**Aim of the task:** Everything from the line that contains "the house roof" through the last line of the listing must be copied exactly, with both of those lines included and no others.

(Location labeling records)
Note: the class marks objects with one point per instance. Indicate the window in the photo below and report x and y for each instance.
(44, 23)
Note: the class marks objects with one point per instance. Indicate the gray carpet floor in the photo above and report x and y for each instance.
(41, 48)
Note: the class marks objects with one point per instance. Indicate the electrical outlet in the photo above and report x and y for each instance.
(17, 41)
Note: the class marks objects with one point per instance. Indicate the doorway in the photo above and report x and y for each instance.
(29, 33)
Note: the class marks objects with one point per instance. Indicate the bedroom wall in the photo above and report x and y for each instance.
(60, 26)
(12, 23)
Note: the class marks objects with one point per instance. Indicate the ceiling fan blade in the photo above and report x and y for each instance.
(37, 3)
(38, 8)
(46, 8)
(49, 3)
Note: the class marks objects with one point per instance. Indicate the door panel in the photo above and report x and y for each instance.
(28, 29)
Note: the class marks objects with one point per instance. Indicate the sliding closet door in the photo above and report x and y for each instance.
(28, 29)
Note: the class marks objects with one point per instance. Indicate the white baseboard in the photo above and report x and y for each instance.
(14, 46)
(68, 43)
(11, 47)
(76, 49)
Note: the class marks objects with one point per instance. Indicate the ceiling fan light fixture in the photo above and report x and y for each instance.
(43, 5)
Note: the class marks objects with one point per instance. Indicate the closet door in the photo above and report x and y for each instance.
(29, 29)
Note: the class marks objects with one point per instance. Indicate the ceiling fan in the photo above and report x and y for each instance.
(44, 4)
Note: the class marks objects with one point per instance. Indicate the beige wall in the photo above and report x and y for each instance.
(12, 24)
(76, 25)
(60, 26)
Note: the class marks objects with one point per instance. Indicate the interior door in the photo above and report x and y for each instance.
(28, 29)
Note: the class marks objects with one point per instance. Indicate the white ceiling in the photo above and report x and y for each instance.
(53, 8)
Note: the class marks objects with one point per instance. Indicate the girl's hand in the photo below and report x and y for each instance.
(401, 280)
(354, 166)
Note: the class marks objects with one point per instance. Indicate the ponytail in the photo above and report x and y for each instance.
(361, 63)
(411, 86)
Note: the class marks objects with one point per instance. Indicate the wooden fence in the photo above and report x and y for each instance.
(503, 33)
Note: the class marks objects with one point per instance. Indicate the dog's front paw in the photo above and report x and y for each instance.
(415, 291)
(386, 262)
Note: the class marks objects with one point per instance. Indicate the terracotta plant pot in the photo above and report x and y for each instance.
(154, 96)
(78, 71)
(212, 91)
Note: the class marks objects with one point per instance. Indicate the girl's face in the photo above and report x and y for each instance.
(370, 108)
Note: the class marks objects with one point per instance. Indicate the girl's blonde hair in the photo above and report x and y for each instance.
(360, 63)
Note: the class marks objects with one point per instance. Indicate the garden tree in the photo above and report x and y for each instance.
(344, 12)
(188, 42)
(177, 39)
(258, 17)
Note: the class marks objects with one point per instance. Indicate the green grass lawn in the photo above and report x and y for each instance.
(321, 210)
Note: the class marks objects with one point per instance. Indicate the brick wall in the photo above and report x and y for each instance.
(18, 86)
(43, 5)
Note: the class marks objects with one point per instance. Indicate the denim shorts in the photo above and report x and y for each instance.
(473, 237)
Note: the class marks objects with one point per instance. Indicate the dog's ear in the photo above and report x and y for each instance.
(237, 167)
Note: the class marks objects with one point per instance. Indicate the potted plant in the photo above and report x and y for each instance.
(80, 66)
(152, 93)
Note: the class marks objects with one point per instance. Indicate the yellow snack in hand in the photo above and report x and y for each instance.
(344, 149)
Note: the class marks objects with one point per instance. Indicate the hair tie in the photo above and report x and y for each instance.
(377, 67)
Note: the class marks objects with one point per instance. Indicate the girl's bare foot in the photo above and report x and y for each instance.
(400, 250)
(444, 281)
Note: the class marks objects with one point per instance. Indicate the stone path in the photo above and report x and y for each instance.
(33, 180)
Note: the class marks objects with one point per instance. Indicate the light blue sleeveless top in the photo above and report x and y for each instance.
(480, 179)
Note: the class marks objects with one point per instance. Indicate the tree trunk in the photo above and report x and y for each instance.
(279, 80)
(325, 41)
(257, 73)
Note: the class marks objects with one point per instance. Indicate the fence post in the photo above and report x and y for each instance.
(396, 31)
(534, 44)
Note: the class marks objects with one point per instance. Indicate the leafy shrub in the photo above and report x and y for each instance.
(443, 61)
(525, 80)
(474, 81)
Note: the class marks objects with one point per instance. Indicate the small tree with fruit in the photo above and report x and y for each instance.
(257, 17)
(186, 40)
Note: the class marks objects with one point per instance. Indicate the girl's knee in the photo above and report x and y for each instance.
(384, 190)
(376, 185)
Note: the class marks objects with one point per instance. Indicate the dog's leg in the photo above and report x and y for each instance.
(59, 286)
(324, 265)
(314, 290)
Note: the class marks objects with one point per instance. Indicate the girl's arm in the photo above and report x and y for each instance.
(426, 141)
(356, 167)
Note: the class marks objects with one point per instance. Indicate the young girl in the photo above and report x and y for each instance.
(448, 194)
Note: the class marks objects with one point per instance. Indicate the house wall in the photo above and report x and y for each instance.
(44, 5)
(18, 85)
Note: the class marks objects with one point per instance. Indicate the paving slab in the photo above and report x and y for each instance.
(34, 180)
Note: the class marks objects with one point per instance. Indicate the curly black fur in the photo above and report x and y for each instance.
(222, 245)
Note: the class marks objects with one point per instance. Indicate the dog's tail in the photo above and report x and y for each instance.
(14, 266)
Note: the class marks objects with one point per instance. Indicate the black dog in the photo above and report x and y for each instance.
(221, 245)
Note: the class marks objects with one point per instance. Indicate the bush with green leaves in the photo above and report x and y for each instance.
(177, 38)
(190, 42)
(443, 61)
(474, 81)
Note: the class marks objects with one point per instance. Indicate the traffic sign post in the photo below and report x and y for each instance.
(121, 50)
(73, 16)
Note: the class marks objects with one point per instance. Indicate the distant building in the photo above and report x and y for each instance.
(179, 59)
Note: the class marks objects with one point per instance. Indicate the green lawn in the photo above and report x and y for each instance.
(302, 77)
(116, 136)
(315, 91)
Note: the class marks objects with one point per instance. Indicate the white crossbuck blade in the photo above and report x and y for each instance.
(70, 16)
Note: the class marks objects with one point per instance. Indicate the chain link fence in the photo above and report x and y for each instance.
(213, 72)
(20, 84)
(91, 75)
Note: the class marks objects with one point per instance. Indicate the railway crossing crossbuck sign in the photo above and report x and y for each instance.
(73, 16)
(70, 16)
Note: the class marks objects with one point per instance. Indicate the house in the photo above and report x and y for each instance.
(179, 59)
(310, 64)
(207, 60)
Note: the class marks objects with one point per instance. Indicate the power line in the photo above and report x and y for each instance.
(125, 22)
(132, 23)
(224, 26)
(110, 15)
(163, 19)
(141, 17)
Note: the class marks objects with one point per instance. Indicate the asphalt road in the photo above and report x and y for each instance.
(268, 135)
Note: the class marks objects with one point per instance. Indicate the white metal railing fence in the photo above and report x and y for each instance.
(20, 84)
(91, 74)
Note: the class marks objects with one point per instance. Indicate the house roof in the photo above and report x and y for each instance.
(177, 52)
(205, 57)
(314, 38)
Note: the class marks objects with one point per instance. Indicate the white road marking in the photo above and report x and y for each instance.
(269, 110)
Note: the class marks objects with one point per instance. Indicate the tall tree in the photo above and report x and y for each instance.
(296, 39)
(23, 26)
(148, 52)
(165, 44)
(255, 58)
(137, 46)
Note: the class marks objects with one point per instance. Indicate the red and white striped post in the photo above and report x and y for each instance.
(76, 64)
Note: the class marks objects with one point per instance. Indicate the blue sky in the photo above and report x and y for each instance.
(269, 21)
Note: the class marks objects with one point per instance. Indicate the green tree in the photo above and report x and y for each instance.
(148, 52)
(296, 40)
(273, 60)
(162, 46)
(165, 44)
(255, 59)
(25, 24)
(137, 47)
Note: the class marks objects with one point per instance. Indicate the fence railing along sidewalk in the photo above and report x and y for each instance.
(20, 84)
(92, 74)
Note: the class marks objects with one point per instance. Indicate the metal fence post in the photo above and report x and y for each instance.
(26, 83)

**Correct answer:**
Note: the class marks objects with one point per instance. Indicate the house roof in the photo above and report x and y for each instance.
(177, 52)
(205, 57)
(314, 38)
Note: the class marks objects with one point per instance. Indicate the white road marking in the photo above and report x and y for each instance.
(269, 110)
Note: the class marks objects with one point per instance. Indicate the tall tree in the photo above and report x and y for each instance.
(296, 39)
(23, 26)
(148, 52)
(165, 44)
(255, 58)
(137, 46)
Note: the class marks objects with one point per instance. Indicate the red and white striped post in the photo above and report x and y for each instance.
(76, 64)
Note: the class marks objects with one point per instance. Indicate the blue sky in the photo above and report x and y for each instance.
(269, 21)
Note: the class marks objects with one point per instance. Indicate the green tree in the photo above and report x and y for each instance.
(148, 52)
(296, 40)
(273, 60)
(162, 46)
(165, 44)
(255, 59)
(25, 24)
(137, 47)
Note: the class marks objects with one point per instance. Indicate the fence railing along sidewalk in the photo above and report x and y for each instance.
(20, 84)
(92, 74)
Note: the class marks objects with one point per instance. Indicate the metal fence post in the photo above and report x and y for each instance.
(26, 83)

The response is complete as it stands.